• [DATA]
==*==
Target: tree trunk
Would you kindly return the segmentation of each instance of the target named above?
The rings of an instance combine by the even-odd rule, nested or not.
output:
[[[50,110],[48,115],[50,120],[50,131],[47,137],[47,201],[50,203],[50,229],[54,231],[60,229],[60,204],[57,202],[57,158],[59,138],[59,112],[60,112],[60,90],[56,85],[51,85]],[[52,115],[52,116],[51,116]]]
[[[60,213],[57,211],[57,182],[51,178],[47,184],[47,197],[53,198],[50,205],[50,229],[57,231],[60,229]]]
==*==
• [WORK INSTRUCTIONS] Word for word, restate all of the entries.

• [EXPECTED OUTPUT]
Target: tree trunk
Would you kindly return the segmentation of each instance of the target named above?
The rings of an instance combine by the even-odd rule, nested or not.
output:
[[[50,110],[48,115],[50,120],[50,131],[47,137],[47,201],[50,203],[50,229],[54,231],[60,229],[60,204],[57,202],[57,158],[59,138],[59,112],[60,112],[60,90],[56,85],[51,85]],[[52,115],[52,116],[51,116]]]
[[[60,213],[57,211],[57,182],[51,178],[47,184],[47,197],[53,198],[50,205],[50,229],[57,231],[60,229]]]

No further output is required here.